====== DATA ======

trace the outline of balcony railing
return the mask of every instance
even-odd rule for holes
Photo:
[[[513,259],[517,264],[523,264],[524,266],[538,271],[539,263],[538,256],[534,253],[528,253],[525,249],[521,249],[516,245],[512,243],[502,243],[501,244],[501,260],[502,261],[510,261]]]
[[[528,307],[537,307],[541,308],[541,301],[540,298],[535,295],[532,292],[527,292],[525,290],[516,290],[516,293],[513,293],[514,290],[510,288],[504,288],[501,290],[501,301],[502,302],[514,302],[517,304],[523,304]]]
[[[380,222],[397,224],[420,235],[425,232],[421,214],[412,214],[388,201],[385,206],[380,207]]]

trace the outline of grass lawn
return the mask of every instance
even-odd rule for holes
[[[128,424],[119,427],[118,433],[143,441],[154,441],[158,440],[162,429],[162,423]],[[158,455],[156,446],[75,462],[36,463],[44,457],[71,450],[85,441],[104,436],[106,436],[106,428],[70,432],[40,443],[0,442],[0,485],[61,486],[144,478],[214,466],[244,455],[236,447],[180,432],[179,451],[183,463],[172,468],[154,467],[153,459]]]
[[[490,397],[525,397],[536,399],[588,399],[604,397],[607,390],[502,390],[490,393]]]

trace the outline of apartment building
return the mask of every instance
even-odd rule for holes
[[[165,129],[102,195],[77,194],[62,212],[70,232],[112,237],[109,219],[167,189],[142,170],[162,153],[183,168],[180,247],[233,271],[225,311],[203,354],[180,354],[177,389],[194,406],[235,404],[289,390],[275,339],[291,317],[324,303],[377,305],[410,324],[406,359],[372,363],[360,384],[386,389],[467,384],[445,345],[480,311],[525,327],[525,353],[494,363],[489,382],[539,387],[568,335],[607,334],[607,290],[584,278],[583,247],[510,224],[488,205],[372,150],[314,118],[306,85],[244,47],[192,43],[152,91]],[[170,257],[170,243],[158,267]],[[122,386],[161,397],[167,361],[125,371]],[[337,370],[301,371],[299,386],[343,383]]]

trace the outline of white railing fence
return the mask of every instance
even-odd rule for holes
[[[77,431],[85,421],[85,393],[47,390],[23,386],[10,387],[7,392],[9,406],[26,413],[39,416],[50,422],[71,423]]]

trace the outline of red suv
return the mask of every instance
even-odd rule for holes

======

=== YOUR GOAL ===
Extract each line of the material exactly as it stands.

=== WRITTEN ANSWER ===
trace the outline of balcony railing
return the mask of every instance
even-odd rule for holes
Photo:
[[[513,259],[517,264],[523,264],[524,266],[538,271],[539,263],[538,256],[534,253],[528,253],[525,249],[521,249],[516,245],[512,243],[502,243],[501,244],[501,260],[502,261],[510,261]]]
[[[528,307],[537,307],[541,308],[541,301],[540,298],[535,295],[532,292],[527,292],[525,290],[516,290],[516,293],[513,293],[514,290],[510,288],[504,288],[501,290],[501,301],[502,302],[514,302],[517,304],[523,304]]]
[[[380,222],[397,224],[420,235],[425,232],[421,214],[412,214],[388,201],[385,206],[380,207]]]

trace the outline of grass lawn
return the mask of every instance
even-odd rule for holes
[[[128,424],[119,427],[118,433],[143,441],[154,441],[158,440],[162,429],[162,423]],[[158,455],[156,446],[75,462],[36,463],[44,457],[71,450],[85,441],[104,436],[106,436],[106,428],[70,432],[40,443],[0,442],[0,485],[61,486],[144,478],[214,466],[244,455],[236,447],[180,432],[179,451],[183,463],[172,468],[154,467],[153,459]]]
[[[490,397],[525,397],[536,399],[588,399],[604,397],[607,390],[502,390],[490,393]]]

trace the outline of apartment building
return the mask of every instance
even-odd rule for holes
[[[165,129],[102,195],[77,194],[62,212],[70,232],[112,237],[109,219],[167,189],[142,170],[162,153],[183,168],[180,247],[233,271],[225,311],[203,354],[180,354],[177,389],[194,406],[235,404],[289,390],[275,339],[291,317],[324,303],[377,305],[410,324],[406,359],[372,363],[360,384],[386,389],[467,384],[445,345],[480,311],[525,327],[525,353],[494,363],[489,382],[539,387],[568,335],[607,334],[607,290],[584,278],[583,247],[510,224],[488,205],[372,150],[314,118],[306,85],[244,47],[192,43],[152,91]],[[170,257],[170,243],[158,267]],[[122,386],[161,397],[167,361],[125,371]],[[337,370],[301,371],[299,386],[343,383]]]

trace the outline of white railing fence
return the mask of every instance
even-odd rule for holes
[[[77,431],[85,421],[85,393],[47,390],[23,386],[10,387],[7,392],[9,406],[26,413],[39,416],[50,422],[71,423]]]

trace the outline of red suv
return the mask of every instance
even-odd rule for holes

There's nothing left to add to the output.